• **Provided text**:
+++++
VGFlicks: War Games: The Dead Code (Part 1)

A little bit of history about video game movies. It’s hard to believe for the millenials, but there was a time where video games were not a widespread fact of media. Anyone who lived in the 80s and early 90s know what I’m talking about. This was the golden age of arcades, the machines were large and sucked out your cash as long as you were ready to shill out another quarter or a buck to try and beat your own high score. Oh yeah, that was also a time where scores mattered. Also, home computers were a rare thing, and those things were big too. Obviously, this was not a time where there was a single video game popular enough to make a film. And yet, 1983 saw the release of the first movie with video games – or, well, computer games, but you get the picture – as the central point of the story: War Games. The Famicom wasn’t even out in stores! War Games came out in May, the Famicom in July!

War Games was the story of a brilliant teenager (played by Matthew Broderick – still accumulating roles despite our hopes that he had stopped in the early 2000s) using multiple hacking techniques existing at the time, until he finds his way to a simulation game… or so he thinks, as said simulation game reveals itself to be an actual military program designed to launch very real nuclear weapons, and the teenager’s mindless toying with the program takes the entire world closer by the minute to World War Three. That’s kind of a big deal.

I haven’t had the honor to see the original War Games movie yet, but until I do, here’s a fun fact for you: In 2008, thus 25 years later, they made a sequel to this. The new film, called War Games: Virtual Boogaloo-er, I mean, War Games: The Dead Code – can be seen as a sequel nobody really asked for. But we got it, and it deals with computer games, so I had to check it out. They managed not to make it a box-office bomb… by not releasing it in theaters, doing a direct-to-DVD release instead. It was also filmed in Montreal, so there’s that. Hey, who knows, this could be good snark material. Let’s plunge into War Games: The Dead Code, and see if it was worth reviving this film with a sequel.

No, you are not watching an animated war film by the
makers of FoodFight. This is the actual quality of the
CGI effects in this film.
The movie starts as a terrorist cell in Afghanistan receives the visit of a bunch of women, no doubt sent there to rise the morale of the troops. And other things too, probably. The terrorists start exhibiting common gun-ho behavior, shooting in the air, and that’s when a drone passing over them drops a warhead on them, killing everyone. Oh, by the way, I get that this was a direct-to-DVD film, but they could have tried to do better with their special effects. This scene contains a whole lot of CGI, and damn can you tell. This is, like, Toy Story-level CGI. Those things look like toys.
+++++
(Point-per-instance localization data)
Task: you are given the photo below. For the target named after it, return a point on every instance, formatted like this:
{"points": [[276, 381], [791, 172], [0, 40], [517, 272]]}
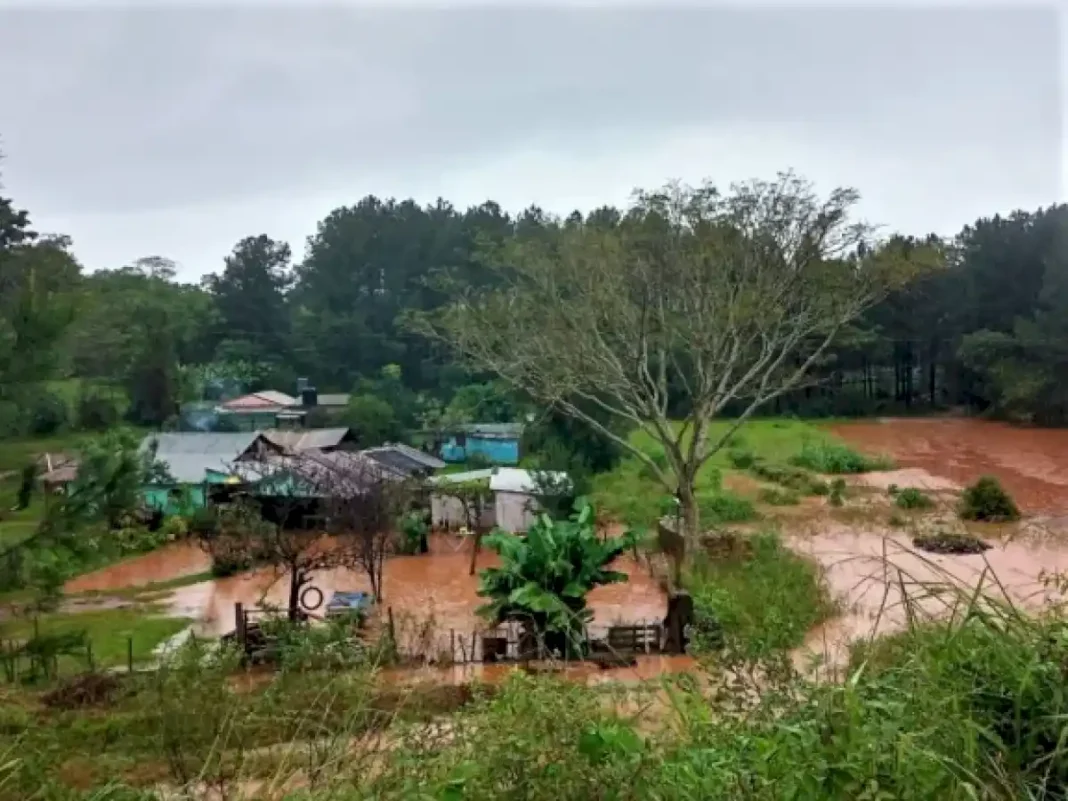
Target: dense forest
{"points": [[988, 332]]}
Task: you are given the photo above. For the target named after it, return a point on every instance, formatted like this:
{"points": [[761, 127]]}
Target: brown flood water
{"points": [[434, 587], [1031, 462]]}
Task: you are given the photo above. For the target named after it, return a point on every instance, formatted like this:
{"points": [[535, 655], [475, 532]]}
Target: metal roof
{"points": [[189, 456], [516, 480], [492, 430], [467, 475], [296, 441], [333, 398], [264, 401], [404, 458]]}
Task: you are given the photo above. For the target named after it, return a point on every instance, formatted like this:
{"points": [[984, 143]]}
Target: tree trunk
{"points": [[297, 580], [475, 547], [691, 515]]}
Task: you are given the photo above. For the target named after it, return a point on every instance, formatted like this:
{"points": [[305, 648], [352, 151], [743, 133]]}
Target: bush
{"points": [[760, 601], [96, 411], [741, 458], [48, 413], [790, 477], [774, 497], [987, 500], [910, 498], [720, 506], [836, 459]]}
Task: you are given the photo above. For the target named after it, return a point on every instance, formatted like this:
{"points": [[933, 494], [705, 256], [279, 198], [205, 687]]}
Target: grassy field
{"points": [[109, 630], [631, 495]]}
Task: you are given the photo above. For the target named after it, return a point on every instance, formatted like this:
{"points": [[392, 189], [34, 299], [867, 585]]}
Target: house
{"points": [[194, 461], [405, 458], [57, 470], [258, 410], [446, 511], [515, 495], [514, 491], [498, 442], [295, 441]]}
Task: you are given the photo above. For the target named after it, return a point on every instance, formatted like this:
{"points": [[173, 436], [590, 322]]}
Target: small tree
{"points": [[545, 577], [694, 302], [474, 498]]}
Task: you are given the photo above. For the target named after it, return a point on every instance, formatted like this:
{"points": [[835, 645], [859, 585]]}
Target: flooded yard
{"points": [[1031, 462], [421, 590]]}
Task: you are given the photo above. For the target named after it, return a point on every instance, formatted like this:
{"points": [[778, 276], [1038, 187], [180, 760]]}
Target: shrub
{"points": [[741, 458], [96, 411], [760, 601], [48, 413], [987, 500], [720, 506], [836, 459], [910, 498], [774, 497]]}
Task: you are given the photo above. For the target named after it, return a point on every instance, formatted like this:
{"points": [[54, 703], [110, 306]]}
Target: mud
+++++
• **Requirement A**:
Answer these questions from the War Games review:
(i) In what month did the original War Games come out?
(ii) Who played the teenager in the original War Games?
(iii) In what city was War Games: The Dead Code filmed?
• **Requirement B**: Continue the War Games: The Dead Code review from its last sentence.

• **Answer section A**:
(i) May
(ii) Matthew Broderick
(iii) Montreal

• **Answer section B**:
Said warhead was launched by the U.S. Department of Homeland Security (which I’ll refer to as Homeland Security from now on), specifically by a machine called RIPLEY, who is in charge of detecting terrorist threats to America. So wait, a computer decided to do that? Gee, let’s hope it never goes crazy. (I’ll be ready to take a shot when it does, because it WILL, that I’m sure of. Not even 5 minutes in and I can read through this film’s twists already. Not a good sign.)

This is Will. Not pictured: Dennis. You'll thank me later.
We cut to Philadelphia, where teenage computer whiz Will Farmer (played by Matt Lanter) is enjoying some time with his friend Dennis, who’s playing a computer game. Please tell me Dennis’ role is minor in this, because damn does he sound like an annoying guy. And that computer game’s graphics? They look older than 2008, that’s for sure. As for Will, the actual protagonist (thank God), he’s excellent at hacking, though that got him in trouble previously and thus he’s trying to avoid doing any more of it for now. He’s also quite the gadgeteer. As the two leave for school, Will is accosted by his neighbor, Sayid Massude, who can no longer access his online bank accounts. Will frequently helps Mr. Massude and thus promises to look into it as soon as possible.

Colm Feore! I am so fanboying right now!
We’re back in D.C. now, where the head of Homeland Security T. Kenneth Hassert, played by, *gasp!*, Colm Feore!, has just arrived. Mr. Feore, you were amazing in Bon Cop Bad Cop! I can’t wait for the sequel! You were great in Thor too! I want an autograph! True, you were in Pearl Harbor, but hey, everyone makes mistakes. Anyway, Hassert reveals that the terrorist cell blown up by cheap CGI in the intro had earned three millions dollars through playing a game hidden in the darker corners of the Internet, called (obviously) RIPLEY. In that game, players bet an amount of money as well as a number of casualties, and must succeed in killing off their target number of victims in the allotted time. Entering said game also installs spyware in the computer of the person playing. Players who go as far as Level 5 are immediately labelled a threat to homeland security, as getting there requires great knowledge of weapon systems, terror tactics and biohazards.

Ah yes, because everyone knows that gamers stop playing a game when they lose at it, and don’t ever go back to it in an attempt to win. Though, granted, the players need to bet big sums of money to play, so I guess if you can no longer bet money, you can't play. Honestly, this whole thing just smells like trouble brewing. Hint hint: If you know nothing about gaming or gamers, don’t put video games in your plans.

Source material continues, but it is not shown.